┌─ Record set

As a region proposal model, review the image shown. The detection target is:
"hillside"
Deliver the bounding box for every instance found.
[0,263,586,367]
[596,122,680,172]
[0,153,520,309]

└─

▶ _The exercise_:
Can you output every line of the items above as a JSON list of strings, one string per line, with blank lines left out?

▶ _Exercise response_:
[
  "As a region proposal model, review the image shown. The detection target is:",
  "\"hillside\"",
  "Deliver the bounding box for every instance found.",
  "[0,263,586,367]",
  "[596,122,680,172]",
  "[0,153,520,309]"
]